DESCRIPTION OF THE TASK>
Copy every record below exactly.

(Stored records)
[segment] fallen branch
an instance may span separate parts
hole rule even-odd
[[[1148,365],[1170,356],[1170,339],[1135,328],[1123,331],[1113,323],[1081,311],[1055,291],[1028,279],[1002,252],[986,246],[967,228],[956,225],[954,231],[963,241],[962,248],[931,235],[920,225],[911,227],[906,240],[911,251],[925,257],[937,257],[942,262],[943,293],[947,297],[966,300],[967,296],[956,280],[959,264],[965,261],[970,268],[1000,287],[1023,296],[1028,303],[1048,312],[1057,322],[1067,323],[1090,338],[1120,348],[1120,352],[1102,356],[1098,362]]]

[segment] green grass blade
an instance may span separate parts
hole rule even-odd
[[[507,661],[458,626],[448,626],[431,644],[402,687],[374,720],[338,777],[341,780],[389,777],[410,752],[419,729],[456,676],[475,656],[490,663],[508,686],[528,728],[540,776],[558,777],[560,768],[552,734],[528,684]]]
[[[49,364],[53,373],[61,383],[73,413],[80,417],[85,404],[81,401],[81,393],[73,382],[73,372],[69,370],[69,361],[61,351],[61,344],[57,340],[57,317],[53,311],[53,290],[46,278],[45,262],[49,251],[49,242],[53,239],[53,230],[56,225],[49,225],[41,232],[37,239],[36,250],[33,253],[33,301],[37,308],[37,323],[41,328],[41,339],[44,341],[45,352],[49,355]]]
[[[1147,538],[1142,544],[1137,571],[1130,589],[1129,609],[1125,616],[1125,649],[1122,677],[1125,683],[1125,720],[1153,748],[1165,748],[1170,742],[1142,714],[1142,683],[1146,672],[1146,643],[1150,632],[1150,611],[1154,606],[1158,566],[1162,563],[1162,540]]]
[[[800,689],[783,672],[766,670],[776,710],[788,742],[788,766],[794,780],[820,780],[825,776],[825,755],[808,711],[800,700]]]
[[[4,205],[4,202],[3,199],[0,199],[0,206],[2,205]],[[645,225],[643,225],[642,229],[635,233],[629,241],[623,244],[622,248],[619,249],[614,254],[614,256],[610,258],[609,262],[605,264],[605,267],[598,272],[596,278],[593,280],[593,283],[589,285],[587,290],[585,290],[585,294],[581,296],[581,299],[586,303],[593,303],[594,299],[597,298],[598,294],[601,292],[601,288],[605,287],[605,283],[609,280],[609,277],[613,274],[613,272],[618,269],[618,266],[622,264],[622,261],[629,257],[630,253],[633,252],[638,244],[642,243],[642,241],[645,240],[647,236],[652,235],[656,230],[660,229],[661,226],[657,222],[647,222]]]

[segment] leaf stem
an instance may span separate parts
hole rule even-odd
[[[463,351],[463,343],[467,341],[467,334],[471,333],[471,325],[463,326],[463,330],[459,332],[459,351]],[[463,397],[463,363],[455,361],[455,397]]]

EXERCISE OUTPUT>
[segment] fallen branch
an instance may span separate parts
hole rule even-odd
[[[1148,365],[1170,356],[1170,339],[1135,328],[1123,331],[1113,323],[1081,311],[1055,291],[1028,279],[1002,252],[986,246],[967,228],[956,225],[954,231],[963,241],[962,248],[931,235],[920,225],[911,227],[906,240],[911,251],[925,257],[937,257],[942,262],[943,293],[947,297],[966,300],[967,296],[956,280],[959,264],[965,261],[970,268],[1000,287],[1023,296],[1028,303],[1048,312],[1057,322],[1067,323],[1090,338],[1120,348],[1120,352],[1102,356],[1098,362]]]

[segment] green grass blade
an instance may span separate parts
hole rule even-odd
[[[507,661],[458,626],[448,626],[431,644],[402,687],[374,720],[338,777],[341,780],[389,777],[410,752],[419,729],[456,676],[475,656],[490,663],[508,686],[528,728],[540,776],[558,777],[560,768],[552,734],[528,684]]]
[[[49,364],[53,373],[61,383],[73,413],[80,417],[85,404],[81,401],[81,393],[73,382],[73,372],[69,370],[69,361],[61,351],[61,344],[57,340],[57,317],[53,311],[53,290],[46,278],[45,262],[49,251],[49,242],[53,239],[53,230],[56,225],[49,225],[41,232],[37,239],[36,250],[33,253],[33,301],[37,308],[37,323],[41,328],[41,339],[44,341],[45,352],[49,355]]]
[[[1147,538],[1142,544],[1137,571],[1130,589],[1129,609],[1125,616],[1125,649],[1122,677],[1125,683],[1125,720],[1153,748],[1165,748],[1170,742],[1142,714],[1142,683],[1146,672],[1146,643],[1150,632],[1150,611],[1154,606],[1158,566],[1162,563],[1162,540]]]
[[[800,689],[783,672],[766,670],[776,710],[788,742],[788,766],[794,780],[820,780],[825,776],[825,755],[808,711],[800,700]]]
[[[4,205],[4,202],[3,199],[0,199],[0,206],[2,205]],[[645,225],[643,225],[642,229],[635,233],[629,241],[623,244],[622,248],[619,249],[614,254],[614,256],[610,258],[609,262],[605,264],[605,267],[598,272],[596,278],[593,280],[593,283],[589,285],[587,290],[585,290],[585,294],[581,296],[581,299],[586,303],[593,303],[594,299],[597,298],[598,294],[601,292],[601,288],[605,287],[605,283],[609,280],[609,277],[613,274],[613,272],[618,269],[618,266],[622,264],[622,261],[629,257],[630,253],[633,252],[638,244],[642,243],[642,241],[645,240],[647,236],[652,235],[656,230],[660,229],[661,226],[657,222],[647,222]]]

[segment] leaf stem
an instance may span separate parts
hole rule even-odd
[[[463,351],[463,343],[467,341],[467,334],[471,333],[471,325],[463,326],[463,330],[459,332],[459,351]],[[463,397],[463,363],[455,361],[455,397]]]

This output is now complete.